• _Kutipan Bacaan_
=====
Aspek Hukum Dalam Ekonomi: Bab 2

BAB 2


Wanprestasi

A. Pengertian Wanprestasi
Perkataan wanprestasi sendiri berasal dari bahasa Belanda, yang artinya prestasi buruk. Menurut kamus Hukum, wanprestasi berarti kelalaian, kealpaan, cidera janji, tidak menepati kewajibannya dalam perjanjian.  Adapun yang dimaksud wanprestasi adalah suatu keadaan yang dikarenakan kelalaian atau kesalahannya, debitur tidak dapat memenuhi prestasi seperti yang telah ditentukan dalam perjanjian dan bukan dalam keadaan memaksa adapun yang menyatakan bahwa wanprestasi adalah tidak memenuhi atau lalai melaksanakan kewajiban sebagaimana yang ditentukan dalam perjanjian yang dibuat antara kreditur dengan debitur.
Pengertian Wanprestasi Menurut Para Pakar, sebagai berikut :
·         Prodjodikoro, Wanprestasi adalah tidak adanya suatu prestasi dalam perjanjian, ini berarti bahwa suatu hal harus dilaksanakan sebagai isi dari suatu perjanjian. Dalam istilah bahasa Indonesia dapat dipakai istilah pelaksanaan janji untuk prestasi, sedangkan ketiadaan pelaksanaan janji untuk wanprestasi.
·         Mariam Darus Badrulzaman, Wanprestasi adalah suatu perikatan dimana pihak debitur karena kesalahannya tidak melaksanakan apa yang diperjanjikan.
·         R. Subekti, mengemukakan bahwa Wanprestasi (kelalaian) seorang debitur dapat berupa empat macam, yaitu :
(1)   tidak melakukan apa yang seharusnya disanggupi untuk dilakukan,
(2)   melaksanakan yang dijanjikan, namun tidak sebagaimana yang diperjanjikan,
(3)   melakukan apa yang telah diperjanjikan, namun terlambat pada waktu pelaksanaannya,
(4)   melakukan sesuatu hal yang di dalam perjanjiannya tidak boleh dilakukan.
·         Menurut Burght, pihak yang ditimpa wanprestasi dapat menuntut sesuatu yang lain disamping pembatalan yaitu pemenuhan perikatan, ganti rugi atau pemenuhan perikatan ditambah ganti rugi. Untuk menetapkan akibat-akibat tidak dipenuhinya perikatan, perlu diketahui telebih dahulu pihak yang lalai memenuhi perikatan tersebut. Seorang debitur yang lalai, yang melakukan wanprestasi juga dapat digugat di depan hakim dan hakim akan menjatuhkan putusan yang merugikan pada tergugat tersebut.
=====
• _Daftar Tercantum_
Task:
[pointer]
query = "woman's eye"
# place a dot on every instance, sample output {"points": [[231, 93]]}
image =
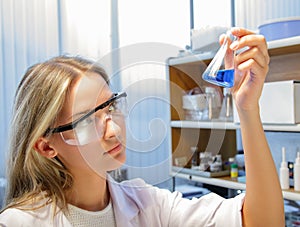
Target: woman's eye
{"points": [[87, 121]]}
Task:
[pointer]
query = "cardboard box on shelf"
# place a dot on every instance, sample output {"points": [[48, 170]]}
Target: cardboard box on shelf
{"points": [[279, 103]]}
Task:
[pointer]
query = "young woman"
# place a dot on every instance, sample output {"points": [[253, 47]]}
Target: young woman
{"points": [[68, 131]]}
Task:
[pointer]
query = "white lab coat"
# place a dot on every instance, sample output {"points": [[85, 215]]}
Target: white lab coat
{"points": [[136, 203]]}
=====
• _Petunjuk Kerja_
(a) Bisakah Anda mengeluarkan seluruh daftar di atas, bukan kutipan tentang wanprestasi, sebagai CSV dua kolom bernama masukan dan keluaran, dengan setiap teks beserta jawabannya menjadi satu baris? Apit tiap nilai dengan tanda kutip, ganti jeda baris dengan spasi, dan jangan sertakan gambar.
(b) Bagaimana kutipan tentang wanprestasi berlanjut setelah kalimat terakhirnya? Tuliskan lanjutannya.

• _Jawaban Tertulis_
(a)
masukan,keluaran
"Task: [pointer] query = ""woman's eye"" # place a dot on every instance, sample output {""points"": [[231, 93]]} image = Target: woman's eye","{""points"": [[87, 121]]}"
"Task: [pointer] query = ""cardboard box on shelf"" # place a dot on every instance, sample output {""points"": [[48, 170]]} Target: cardboard box on shelf","{""points"": [[279, 103]]}"
"Task: [pointer] query = ""young woman"" # place a dot on every instance, sample output {""points"": [[253, 47]]} Target: young woman","{""points"": [[68, 131]]}"
"Task: [pointer] query = ""white lab coat"" # place a dot on every instance, sample output {""points"": [[85, 215]]} Target: white lab coat","{""points"": [[136, 203]]}"

(b)
·         Marhainis Abdulhay, menyatakan bahwa wanprestasi adalah apabila pihak-pihak yang seharusnya berprestasi tidak memenuhi prestasinya. Wanprestasi berarti tidak melakukan apa yang menjadi unsur prestasi, yakni:
(1)   Berbuat sesuatu.
(2)   Tidak berbuat sesuatu.
(3)   Menyerahkan sesuatu.
 Faktor yang penyebab wanprestasi ada dua, yaitu :
1)        Karena kesalahan debitur, baik yang disengaja maupun karena kelalaian.
2)        Karena keadaan memaksa (evermacht), force majeure, jadi di luar kemampuan debitur. Debitur tidak bersalah.
Dalam restatement of the law of contacts (Amerika Serikat), Wanprestasi atau breach of contracts dibedakan menjadi dua macam, yaitu:
1.            Total breachts artinya pelaksanaan kontrak tidak mungkin dilaksanakan
2.            Partial breachts artinya pelaksanaan perjanjian masih mungkin untuk dilaksanakan.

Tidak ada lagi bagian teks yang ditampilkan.